Go through the data below and report how many lines contain "bare"; the reply holds only that number.

╭─ Supplied entries

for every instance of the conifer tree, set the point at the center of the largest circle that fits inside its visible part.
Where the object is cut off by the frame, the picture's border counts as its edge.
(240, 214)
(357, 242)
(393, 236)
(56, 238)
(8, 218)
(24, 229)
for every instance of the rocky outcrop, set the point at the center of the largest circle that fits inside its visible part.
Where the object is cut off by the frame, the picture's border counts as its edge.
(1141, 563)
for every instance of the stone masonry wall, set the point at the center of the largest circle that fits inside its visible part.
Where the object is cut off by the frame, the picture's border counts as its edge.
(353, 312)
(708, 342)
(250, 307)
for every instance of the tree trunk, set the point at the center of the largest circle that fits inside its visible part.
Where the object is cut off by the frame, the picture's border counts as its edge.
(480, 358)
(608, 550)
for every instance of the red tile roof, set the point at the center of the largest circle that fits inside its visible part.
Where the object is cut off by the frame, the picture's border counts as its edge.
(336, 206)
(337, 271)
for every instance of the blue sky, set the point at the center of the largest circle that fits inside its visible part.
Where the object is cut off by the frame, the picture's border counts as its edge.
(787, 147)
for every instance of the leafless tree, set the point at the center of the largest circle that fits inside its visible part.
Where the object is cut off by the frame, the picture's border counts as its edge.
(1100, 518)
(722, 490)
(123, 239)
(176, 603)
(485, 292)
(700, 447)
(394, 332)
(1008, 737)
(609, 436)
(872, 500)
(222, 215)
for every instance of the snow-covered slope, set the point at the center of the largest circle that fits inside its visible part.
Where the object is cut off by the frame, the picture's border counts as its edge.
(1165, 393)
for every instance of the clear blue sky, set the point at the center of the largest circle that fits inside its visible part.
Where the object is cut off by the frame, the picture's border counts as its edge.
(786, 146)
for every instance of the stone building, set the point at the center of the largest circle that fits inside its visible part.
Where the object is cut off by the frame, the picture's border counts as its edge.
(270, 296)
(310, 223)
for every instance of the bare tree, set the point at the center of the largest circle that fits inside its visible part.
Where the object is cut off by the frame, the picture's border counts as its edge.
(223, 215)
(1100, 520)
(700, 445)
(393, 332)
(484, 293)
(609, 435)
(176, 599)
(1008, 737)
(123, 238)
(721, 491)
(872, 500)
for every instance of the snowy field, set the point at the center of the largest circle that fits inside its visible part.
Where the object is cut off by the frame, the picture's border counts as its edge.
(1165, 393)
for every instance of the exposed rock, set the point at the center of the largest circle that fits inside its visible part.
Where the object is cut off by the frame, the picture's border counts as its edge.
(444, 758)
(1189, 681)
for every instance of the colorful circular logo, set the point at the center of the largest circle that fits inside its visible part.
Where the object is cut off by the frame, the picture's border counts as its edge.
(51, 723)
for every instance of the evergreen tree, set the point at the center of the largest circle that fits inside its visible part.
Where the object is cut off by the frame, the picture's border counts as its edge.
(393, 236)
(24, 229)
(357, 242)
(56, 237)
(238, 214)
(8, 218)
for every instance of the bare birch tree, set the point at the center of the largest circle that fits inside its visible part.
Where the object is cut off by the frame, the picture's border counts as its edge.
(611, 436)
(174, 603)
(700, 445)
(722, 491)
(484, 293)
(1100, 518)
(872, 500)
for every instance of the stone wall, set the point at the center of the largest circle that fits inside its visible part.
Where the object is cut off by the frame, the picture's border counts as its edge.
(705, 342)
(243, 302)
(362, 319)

╰─

*Answer for this exercise*.
2